> [TO DO]:
All entries below are to be retyped in full, precisely as they appear.

> [MATERIALS PROVIDED]:
┌────────

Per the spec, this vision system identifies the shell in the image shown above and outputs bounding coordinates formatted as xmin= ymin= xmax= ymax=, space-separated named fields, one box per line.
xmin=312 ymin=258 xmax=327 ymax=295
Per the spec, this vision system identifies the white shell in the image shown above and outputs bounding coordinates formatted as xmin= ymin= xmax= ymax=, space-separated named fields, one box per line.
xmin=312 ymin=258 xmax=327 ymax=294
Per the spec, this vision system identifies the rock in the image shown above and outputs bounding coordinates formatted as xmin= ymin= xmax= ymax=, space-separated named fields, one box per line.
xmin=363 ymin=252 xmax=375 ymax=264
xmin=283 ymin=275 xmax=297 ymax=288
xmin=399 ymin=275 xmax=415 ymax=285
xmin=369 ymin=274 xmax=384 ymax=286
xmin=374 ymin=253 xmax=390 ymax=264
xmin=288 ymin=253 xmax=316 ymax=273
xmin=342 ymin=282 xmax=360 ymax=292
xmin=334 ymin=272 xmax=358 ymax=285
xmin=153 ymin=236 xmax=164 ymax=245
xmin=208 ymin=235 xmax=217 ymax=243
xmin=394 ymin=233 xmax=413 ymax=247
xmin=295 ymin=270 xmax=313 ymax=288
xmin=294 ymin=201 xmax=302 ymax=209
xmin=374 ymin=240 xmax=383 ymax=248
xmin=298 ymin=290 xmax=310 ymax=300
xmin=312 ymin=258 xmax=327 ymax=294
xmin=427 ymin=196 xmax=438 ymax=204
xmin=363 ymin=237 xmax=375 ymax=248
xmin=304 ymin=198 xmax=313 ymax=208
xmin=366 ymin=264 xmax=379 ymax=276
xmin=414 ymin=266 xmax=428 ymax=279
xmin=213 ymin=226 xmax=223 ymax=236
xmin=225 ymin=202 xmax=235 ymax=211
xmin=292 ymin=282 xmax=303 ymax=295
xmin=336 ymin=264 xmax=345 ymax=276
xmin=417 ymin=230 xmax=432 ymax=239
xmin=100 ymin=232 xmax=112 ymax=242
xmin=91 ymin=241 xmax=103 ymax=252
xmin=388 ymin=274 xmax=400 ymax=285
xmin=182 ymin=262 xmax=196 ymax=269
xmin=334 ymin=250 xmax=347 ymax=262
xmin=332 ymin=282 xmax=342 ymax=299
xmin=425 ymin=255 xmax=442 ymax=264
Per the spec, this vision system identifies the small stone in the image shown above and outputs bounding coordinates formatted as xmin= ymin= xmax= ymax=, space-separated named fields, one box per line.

└────────

> [TASK OUTPUT]:
Per the spec, this vision system identifies the shell in the image shown above and outputs bounding coordinates formatted as xmin= ymin= xmax= ymax=, space-separated named fields, one box per line.
xmin=312 ymin=258 xmax=327 ymax=295
Per the spec, this vision system identifies the white shell in the image shown above and outputs bounding coordinates formatted as xmin= ymin= xmax= ymax=, space-separated named fields, one box per line.
xmin=312 ymin=258 xmax=327 ymax=294
Per the spec, this vision system identifies the rock in the image shown above and outputs bounding coordinates formatted as xmin= ymin= xmax= ymax=, space-separated named fields, one box per line.
xmin=363 ymin=252 xmax=375 ymax=264
xmin=283 ymin=275 xmax=297 ymax=288
xmin=399 ymin=275 xmax=415 ymax=285
xmin=369 ymin=274 xmax=384 ymax=286
xmin=374 ymin=253 xmax=390 ymax=264
xmin=288 ymin=253 xmax=316 ymax=273
xmin=342 ymin=282 xmax=360 ymax=292
xmin=334 ymin=272 xmax=358 ymax=285
xmin=153 ymin=236 xmax=164 ymax=245
xmin=208 ymin=235 xmax=217 ymax=243
xmin=394 ymin=233 xmax=413 ymax=247
xmin=295 ymin=270 xmax=313 ymax=288
xmin=294 ymin=201 xmax=302 ymax=209
xmin=374 ymin=240 xmax=383 ymax=248
xmin=298 ymin=290 xmax=310 ymax=300
xmin=312 ymin=258 xmax=327 ymax=294
xmin=427 ymin=196 xmax=438 ymax=204
xmin=363 ymin=237 xmax=375 ymax=248
xmin=304 ymin=198 xmax=313 ymax=208
xmin=366 ymin=264 xmax=379 ymax=276
xmin=414 ymin=266 xmax=428 ymax=279
xmin=213 ymin=226 xmax=223 ymax=236
xmin=225 ymin=202 xmax=235 ymax=211
xmin=292 ymin=282 xmax=303 ymax=295
xmin=336 ymin=264 xmax=345 ymax=276
xmin=417 ymin=230 xmax=432 ymax=239
xmin=100 ymin=232 xmax=112 ymax=242
xmin=91 ymin=241 xmax=103 ymax=252
xmin=388 ymin=274 xmax=400 ymax=285
xmin=182 ymin=262 xmax=196 ymax=269
xmin=334 ymin=250 xmax=347 ymax=262
xmin=332 ymin=282 xmax=342 ymax=299
xmin=425 ymin=255 xmax=442 ymax=264
Per the spec, this vision system identifies the small stone in the image shown above and outputs bounding coordinates formatted as xmin= ymin= xmax= ymax=, space-separated named fields, one box per line.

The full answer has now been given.